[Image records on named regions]
────────────────────────────────────────
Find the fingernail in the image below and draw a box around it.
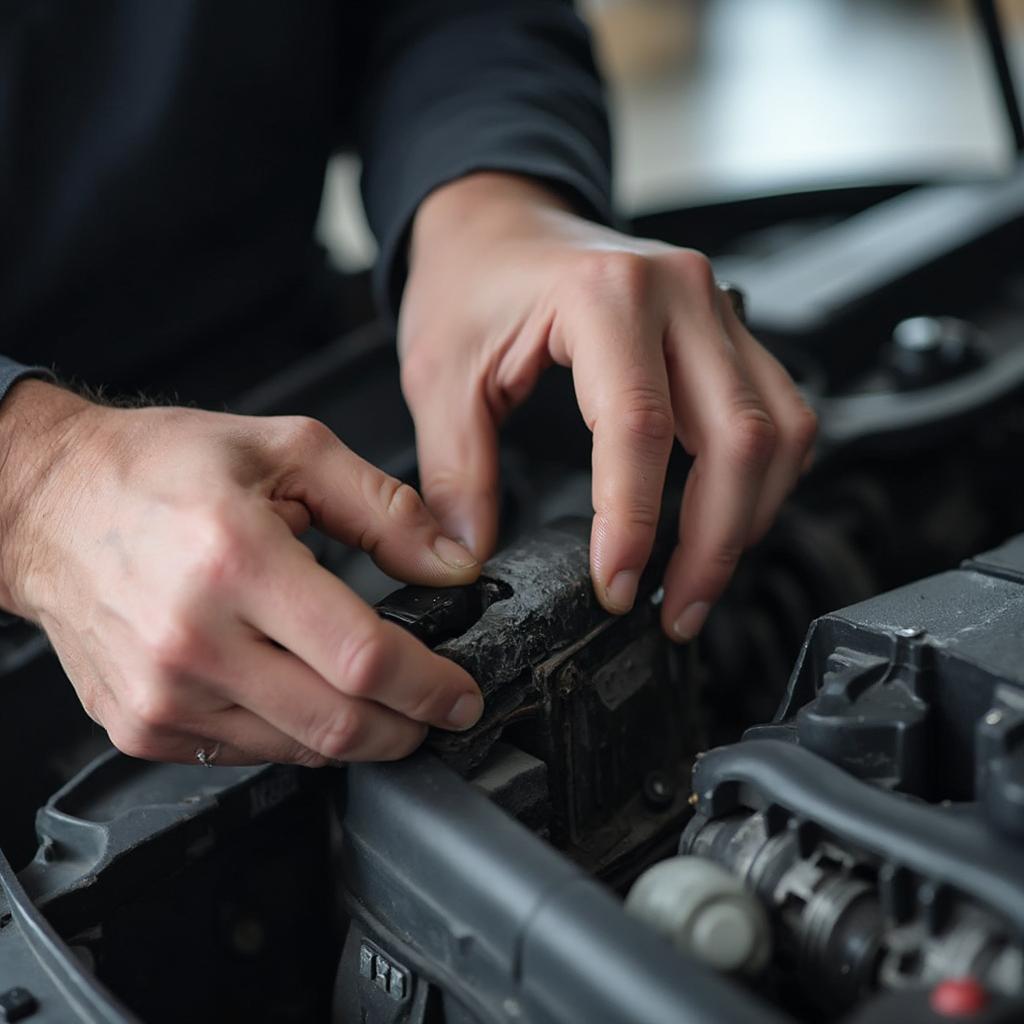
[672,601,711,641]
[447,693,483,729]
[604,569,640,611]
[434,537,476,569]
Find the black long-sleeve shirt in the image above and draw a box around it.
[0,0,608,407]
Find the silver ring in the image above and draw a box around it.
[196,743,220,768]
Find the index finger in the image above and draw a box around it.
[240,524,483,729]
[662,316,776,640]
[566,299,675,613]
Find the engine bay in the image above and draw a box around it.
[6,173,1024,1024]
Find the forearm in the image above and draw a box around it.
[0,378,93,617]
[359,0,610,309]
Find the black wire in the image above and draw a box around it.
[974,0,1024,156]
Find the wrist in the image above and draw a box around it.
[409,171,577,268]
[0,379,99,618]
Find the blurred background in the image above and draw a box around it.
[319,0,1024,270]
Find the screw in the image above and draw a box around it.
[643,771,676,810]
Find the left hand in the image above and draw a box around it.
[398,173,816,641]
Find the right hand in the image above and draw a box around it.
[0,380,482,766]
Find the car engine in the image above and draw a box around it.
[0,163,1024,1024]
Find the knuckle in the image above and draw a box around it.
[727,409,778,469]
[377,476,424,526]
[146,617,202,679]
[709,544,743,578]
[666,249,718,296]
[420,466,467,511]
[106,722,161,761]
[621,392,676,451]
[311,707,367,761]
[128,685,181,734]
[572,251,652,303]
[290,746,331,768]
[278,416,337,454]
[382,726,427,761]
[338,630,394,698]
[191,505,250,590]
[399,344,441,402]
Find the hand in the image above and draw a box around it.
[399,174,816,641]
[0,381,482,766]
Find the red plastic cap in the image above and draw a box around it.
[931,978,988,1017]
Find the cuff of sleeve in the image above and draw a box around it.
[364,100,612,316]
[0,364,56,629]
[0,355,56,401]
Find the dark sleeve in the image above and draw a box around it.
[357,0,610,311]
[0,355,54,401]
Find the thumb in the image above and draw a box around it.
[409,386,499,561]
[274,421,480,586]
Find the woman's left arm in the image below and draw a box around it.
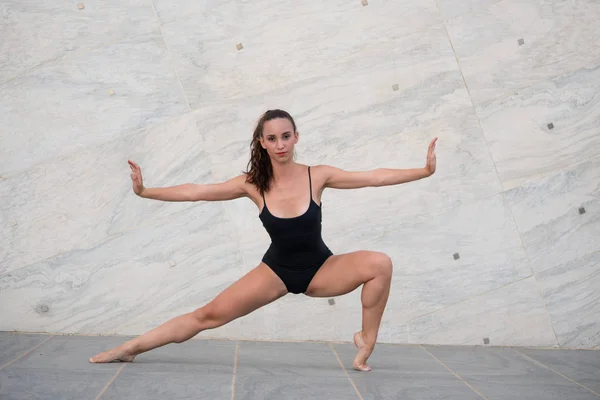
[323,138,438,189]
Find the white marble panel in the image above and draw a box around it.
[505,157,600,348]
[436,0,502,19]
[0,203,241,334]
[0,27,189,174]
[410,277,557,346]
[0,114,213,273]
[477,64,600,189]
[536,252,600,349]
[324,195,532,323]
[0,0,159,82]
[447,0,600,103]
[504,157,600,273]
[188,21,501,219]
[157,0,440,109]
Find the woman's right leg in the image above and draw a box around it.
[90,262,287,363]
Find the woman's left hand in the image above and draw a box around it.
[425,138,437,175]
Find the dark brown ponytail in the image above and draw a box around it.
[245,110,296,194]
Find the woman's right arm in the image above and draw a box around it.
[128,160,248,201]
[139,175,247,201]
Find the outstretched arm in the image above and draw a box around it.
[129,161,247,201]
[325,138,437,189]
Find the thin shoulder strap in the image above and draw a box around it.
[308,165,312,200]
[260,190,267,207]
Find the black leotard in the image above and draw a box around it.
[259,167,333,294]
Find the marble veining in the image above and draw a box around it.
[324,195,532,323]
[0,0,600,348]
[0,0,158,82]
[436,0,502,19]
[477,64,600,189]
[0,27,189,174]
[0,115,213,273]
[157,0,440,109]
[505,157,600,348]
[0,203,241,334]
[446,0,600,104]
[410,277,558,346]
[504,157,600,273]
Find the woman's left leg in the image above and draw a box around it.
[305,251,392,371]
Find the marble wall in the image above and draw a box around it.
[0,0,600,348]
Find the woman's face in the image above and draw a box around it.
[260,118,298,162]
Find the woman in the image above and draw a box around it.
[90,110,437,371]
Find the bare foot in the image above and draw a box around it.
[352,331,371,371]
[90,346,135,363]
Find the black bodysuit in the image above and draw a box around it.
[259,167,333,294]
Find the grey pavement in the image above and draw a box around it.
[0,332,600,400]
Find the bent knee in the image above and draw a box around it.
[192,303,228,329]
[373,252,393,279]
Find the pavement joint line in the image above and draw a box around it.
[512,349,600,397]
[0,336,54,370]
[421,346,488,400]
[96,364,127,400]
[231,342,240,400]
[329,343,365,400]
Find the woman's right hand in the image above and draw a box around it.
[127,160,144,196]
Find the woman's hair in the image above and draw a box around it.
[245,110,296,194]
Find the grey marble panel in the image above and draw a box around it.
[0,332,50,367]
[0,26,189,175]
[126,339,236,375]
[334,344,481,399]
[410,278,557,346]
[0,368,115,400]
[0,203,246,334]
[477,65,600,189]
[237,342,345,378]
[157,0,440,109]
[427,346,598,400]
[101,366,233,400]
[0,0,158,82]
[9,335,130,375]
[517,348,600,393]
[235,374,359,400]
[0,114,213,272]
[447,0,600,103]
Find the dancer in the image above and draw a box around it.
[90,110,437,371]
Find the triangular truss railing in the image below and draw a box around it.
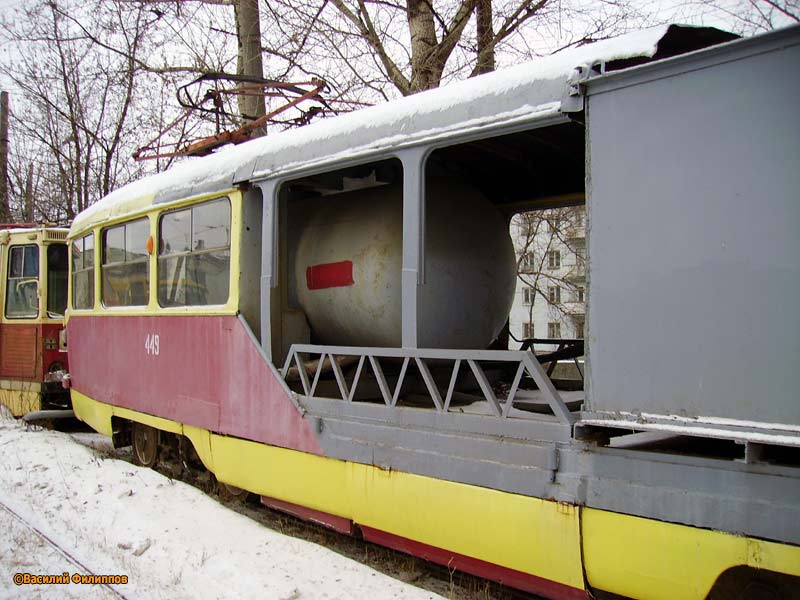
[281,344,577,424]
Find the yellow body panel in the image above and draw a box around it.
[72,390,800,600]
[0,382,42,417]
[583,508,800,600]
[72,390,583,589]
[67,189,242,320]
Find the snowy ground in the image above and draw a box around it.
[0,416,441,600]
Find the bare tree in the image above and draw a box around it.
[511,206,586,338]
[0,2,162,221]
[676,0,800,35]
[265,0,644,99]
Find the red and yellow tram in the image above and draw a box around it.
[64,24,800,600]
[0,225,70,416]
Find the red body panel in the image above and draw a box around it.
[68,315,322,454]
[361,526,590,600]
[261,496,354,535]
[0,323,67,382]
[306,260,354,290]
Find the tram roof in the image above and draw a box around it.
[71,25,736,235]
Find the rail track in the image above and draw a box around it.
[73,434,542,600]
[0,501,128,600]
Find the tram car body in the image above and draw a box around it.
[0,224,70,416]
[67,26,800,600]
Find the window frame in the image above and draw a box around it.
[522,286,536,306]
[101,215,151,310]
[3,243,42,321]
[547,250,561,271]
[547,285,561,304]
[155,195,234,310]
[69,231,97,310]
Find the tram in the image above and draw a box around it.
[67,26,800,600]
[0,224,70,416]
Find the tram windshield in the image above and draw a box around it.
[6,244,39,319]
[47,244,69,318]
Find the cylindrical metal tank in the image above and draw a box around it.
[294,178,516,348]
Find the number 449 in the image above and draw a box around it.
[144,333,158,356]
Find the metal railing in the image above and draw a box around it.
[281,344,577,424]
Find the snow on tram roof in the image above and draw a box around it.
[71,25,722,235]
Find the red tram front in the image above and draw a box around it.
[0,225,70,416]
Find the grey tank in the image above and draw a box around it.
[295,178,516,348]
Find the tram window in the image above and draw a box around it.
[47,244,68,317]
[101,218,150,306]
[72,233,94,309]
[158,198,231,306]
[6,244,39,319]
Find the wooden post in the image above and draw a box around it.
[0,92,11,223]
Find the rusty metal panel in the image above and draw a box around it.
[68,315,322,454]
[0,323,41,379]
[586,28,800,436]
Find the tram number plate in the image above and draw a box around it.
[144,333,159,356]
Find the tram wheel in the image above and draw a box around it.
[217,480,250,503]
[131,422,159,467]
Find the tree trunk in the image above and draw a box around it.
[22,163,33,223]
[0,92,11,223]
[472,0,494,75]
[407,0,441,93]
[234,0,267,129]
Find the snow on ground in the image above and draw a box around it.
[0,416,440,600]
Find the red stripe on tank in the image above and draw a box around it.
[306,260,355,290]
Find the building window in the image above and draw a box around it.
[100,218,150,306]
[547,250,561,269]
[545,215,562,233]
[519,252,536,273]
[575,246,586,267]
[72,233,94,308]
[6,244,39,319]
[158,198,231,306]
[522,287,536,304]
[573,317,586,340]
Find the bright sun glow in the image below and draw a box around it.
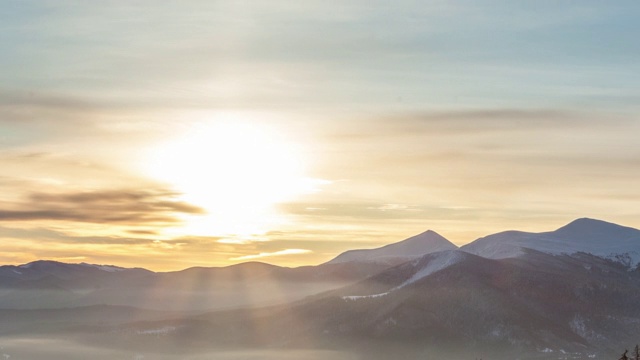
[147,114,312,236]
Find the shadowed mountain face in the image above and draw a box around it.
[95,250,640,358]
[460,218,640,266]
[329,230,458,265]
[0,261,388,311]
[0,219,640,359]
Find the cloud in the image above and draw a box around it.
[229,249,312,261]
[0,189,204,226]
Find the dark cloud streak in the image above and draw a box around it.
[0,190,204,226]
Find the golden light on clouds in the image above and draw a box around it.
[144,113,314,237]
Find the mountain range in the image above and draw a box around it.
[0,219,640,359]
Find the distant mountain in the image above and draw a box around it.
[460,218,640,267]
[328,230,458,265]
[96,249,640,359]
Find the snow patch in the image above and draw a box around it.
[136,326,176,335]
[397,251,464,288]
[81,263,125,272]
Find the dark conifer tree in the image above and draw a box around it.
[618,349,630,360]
────────────────────────────────────────
**Problem description**: Arrange the records from the line containing "Find the dark cloud" through the end of the records as a two-column CSV with the headers instruction and boxes, one row per record. Put each record's text and its answer in their own quoted fields, and replace any line breaks inside a field with spaces.

**Written answer**:
instruction,boxes
"Find the dark cloud streak in the image above and draw a box around it.","[0,190,204,226]"
"Find the golden light on clouds in the image above and draw a box around it.","[144,113,314,237]"
"Find the mountain range in the image above and draw a box around it.","[0,219,640,359]"
"Find the distant mountain in the image above and draw a box around it.","[460,218,640,267] [328,230,458,265] [96,249,640,359]"
"Find the snow patch in the image above and draw a box around it.","[136,326,176,335] [397,251,464,288] [81,263,125,272]"
"Find the dark conifer tree in the image above and draw a box around it.","[618,349,630,360]"